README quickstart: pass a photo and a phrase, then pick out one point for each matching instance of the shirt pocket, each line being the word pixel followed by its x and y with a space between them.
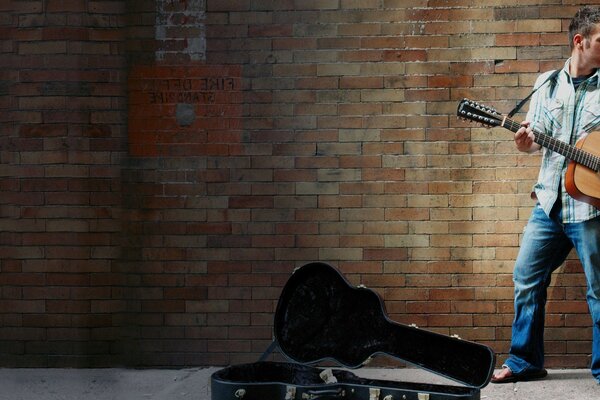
pixel 590 118
pixel 552 116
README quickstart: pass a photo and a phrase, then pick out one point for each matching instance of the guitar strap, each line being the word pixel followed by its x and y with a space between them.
pixel 522 102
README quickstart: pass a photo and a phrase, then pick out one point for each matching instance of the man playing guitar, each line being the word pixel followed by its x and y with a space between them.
pixel 567 108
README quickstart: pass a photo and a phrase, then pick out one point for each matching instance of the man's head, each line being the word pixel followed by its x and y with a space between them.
pixel 584 23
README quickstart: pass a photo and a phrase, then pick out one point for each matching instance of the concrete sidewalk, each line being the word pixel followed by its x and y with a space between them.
pixel 194 383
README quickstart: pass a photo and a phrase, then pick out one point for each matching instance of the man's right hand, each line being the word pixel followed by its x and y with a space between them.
pixel 524 138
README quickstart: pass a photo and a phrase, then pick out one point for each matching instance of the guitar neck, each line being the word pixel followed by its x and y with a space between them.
pixel 569 151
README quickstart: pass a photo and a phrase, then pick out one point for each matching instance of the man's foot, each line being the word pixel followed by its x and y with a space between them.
pixel 505 375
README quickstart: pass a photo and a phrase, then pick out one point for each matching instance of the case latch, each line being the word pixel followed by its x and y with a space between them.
pixel 374 393
pixel 290 393
pixel 327 376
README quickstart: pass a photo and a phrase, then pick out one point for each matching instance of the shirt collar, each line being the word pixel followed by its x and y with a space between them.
pixel 595 76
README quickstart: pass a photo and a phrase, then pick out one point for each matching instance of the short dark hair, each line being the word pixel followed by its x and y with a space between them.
pixel 584 22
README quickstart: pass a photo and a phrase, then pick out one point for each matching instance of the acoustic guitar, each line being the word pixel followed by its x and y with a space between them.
pixel 582 179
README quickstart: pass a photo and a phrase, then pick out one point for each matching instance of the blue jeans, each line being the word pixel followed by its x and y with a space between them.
pixel 546 244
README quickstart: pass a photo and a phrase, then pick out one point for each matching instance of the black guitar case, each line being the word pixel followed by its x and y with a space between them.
pixel 321 317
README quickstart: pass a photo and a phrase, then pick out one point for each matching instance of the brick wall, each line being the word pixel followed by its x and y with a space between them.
pixel 165 166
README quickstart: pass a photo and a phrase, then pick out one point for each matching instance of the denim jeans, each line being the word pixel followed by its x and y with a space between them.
pixel 546 243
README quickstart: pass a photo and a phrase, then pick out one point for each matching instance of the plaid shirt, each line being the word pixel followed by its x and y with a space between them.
pixel 558 110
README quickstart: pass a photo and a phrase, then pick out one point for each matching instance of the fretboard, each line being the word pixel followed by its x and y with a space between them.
pixel 569 151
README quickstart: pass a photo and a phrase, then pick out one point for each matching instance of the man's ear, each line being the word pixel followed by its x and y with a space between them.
pixel 578 41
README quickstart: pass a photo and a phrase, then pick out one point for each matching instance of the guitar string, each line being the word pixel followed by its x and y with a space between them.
pixel 573 153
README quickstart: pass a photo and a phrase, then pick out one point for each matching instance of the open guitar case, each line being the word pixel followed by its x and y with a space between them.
pixel 320 318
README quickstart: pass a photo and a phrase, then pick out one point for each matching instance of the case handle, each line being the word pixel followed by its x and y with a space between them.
pixel 323 394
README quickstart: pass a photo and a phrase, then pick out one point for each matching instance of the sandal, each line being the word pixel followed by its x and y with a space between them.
pixel 522 377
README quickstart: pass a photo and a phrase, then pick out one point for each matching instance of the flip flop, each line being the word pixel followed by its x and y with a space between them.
pixel 522 377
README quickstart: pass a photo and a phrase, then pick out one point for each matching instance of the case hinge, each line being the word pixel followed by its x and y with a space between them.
pixel 290 393
pixel 374 393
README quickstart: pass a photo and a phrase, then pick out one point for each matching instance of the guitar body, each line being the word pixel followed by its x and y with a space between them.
pixel 581 182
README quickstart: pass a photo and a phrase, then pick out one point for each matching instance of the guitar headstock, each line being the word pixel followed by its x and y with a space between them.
pixel 470 110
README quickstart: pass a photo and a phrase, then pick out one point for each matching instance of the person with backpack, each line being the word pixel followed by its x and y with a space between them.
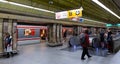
pixel 8 45
pixel 85 44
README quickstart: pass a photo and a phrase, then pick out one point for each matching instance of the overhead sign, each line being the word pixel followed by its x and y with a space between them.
pixel 74 13
pixel 61 15
pixel 69 14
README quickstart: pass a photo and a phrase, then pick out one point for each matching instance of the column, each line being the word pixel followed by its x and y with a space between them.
pixel 14 35
pixel 76 30
pixel 10 26
pixel 54 35
pixel 1 39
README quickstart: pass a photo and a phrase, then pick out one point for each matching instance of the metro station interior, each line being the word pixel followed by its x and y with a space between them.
pixel 41 31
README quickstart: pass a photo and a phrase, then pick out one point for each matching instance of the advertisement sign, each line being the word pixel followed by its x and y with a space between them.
pixel 61 15
pixel 74 13
pixel 69 14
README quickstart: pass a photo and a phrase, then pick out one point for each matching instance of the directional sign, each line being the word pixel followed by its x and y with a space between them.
pixel 74 13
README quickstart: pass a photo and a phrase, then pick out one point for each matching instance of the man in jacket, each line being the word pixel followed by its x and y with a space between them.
pixel 85 45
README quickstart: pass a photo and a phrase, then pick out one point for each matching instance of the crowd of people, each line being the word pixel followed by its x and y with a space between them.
pixel 102 39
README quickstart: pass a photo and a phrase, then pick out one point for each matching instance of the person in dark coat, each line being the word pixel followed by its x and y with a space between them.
pixel 85 46
pixel 110 42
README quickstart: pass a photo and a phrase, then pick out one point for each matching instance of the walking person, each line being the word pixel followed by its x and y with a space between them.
pixel 110 41
pixel 8 45
pixel 85 45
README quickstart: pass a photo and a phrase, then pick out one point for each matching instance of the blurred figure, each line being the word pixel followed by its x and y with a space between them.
pixel 8 44
pixel 85 45
pixel 65 35
pixel 110 41
pixel 73 41
pixel 102 39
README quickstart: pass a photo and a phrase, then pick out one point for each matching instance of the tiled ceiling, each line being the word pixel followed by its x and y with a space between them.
pixel 91 10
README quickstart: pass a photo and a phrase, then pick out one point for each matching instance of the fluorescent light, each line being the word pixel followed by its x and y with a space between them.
pixel 17 4
pixel 94 21
pixel 103 6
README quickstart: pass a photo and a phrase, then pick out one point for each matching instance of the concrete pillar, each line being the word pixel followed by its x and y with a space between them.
pixel 76 30
pixel 54 34
pixel 10 26
pixel 14 35
pixel 1 36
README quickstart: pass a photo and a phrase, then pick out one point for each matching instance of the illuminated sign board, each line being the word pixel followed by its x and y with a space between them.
pixel 69 14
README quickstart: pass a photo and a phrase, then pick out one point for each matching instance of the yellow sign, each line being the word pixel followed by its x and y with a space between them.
pixel 74 13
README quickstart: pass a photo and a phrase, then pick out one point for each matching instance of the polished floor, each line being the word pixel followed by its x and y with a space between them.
pixel 41 54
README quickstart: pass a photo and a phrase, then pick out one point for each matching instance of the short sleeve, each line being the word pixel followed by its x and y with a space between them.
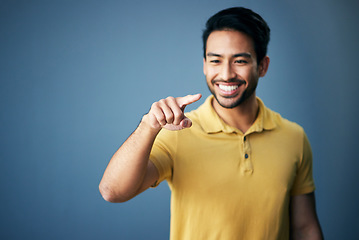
pixel 162 154
pixel 304 182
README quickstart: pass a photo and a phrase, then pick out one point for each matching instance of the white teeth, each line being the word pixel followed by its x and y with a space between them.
pixel 228 88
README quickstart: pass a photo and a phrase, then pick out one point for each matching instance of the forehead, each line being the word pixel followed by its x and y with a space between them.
pixel 229 42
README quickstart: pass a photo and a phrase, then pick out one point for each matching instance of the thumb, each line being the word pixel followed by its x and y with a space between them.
pixel 184 101
pixel 186 122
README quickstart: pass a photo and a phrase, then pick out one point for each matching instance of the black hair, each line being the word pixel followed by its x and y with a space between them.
pixel 243 20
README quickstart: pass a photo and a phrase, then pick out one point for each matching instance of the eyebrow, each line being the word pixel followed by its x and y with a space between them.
pixel 247 55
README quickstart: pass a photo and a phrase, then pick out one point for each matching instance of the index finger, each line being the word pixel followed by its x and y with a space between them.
pixel 184 101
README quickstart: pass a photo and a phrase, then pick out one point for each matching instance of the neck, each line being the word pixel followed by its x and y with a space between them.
pixel 241 117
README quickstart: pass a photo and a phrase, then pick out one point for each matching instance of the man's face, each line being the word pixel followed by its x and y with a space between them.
pixel 231 67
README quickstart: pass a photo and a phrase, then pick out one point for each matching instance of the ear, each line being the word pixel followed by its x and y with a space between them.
pixel 204 67
pixel 263 66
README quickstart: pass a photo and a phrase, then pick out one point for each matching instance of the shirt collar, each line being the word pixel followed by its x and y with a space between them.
pixel 212 123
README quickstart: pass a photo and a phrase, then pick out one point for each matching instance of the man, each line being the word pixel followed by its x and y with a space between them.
pixel 236 169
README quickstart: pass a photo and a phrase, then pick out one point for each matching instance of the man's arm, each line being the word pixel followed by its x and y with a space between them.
pixel 304 220
pixel 129 171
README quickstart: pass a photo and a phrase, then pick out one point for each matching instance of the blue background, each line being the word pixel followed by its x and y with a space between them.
pixel 77 76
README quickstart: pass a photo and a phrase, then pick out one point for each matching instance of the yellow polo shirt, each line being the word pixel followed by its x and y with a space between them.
pixel 229 185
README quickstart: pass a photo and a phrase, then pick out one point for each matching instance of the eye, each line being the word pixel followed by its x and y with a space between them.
pixel 214 61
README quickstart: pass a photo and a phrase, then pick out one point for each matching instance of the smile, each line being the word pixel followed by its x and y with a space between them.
pixel 228 88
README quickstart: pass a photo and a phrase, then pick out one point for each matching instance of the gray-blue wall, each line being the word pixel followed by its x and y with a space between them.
pixel 76 77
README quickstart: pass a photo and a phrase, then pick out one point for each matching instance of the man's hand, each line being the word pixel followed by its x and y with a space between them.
pixel 169 113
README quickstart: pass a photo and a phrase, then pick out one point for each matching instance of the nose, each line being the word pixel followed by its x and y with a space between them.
pixel 227 72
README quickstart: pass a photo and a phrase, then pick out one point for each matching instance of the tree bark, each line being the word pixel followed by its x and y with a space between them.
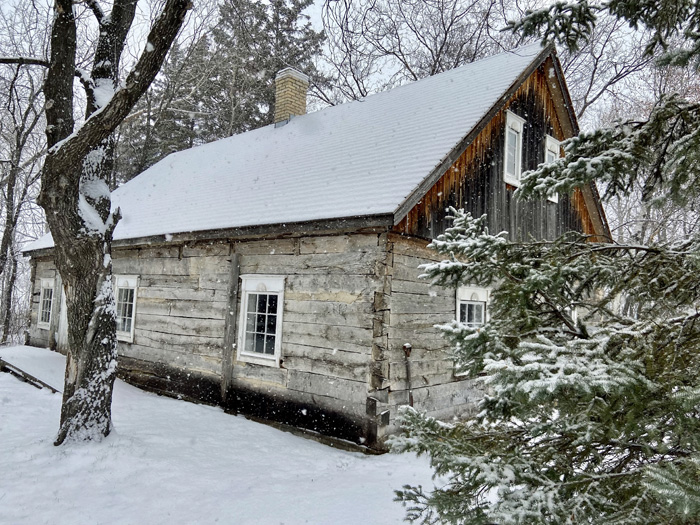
pixel 76 199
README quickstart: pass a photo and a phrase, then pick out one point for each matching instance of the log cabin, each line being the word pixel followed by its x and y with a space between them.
pixel 276 272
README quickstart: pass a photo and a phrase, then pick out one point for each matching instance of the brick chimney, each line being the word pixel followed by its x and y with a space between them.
pixel 290 95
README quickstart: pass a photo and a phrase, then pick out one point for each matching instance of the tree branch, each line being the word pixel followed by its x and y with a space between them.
pixel 24 61
pixel 96 10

=== TASK GOAL ===
The span to give again runs from the line with "log cabin, each" through the last line of the records above; reproduce it exactly and nothing more.

=== SOLUTION TO THIS EXERCISE ===
README quickstart: pass a photo and a phrase, then pick out one point for each matching instance of the log cabin, each line being the word pixel followed by its x and y with a space between them.
pixel 276 272
README quickstart: pass a photo and a phrase, then pick out one point for each matching instance of the brick chimney, each line being the word pixel followed by its x and y with a space between them.
pixel 290 95
README quickstart: pass a photo and a phrase, then pick out one point for each matching instance of the tree branch, each line being the word pixel followed by its x and y with a space between them.
pixel 24 61
pixel 96 10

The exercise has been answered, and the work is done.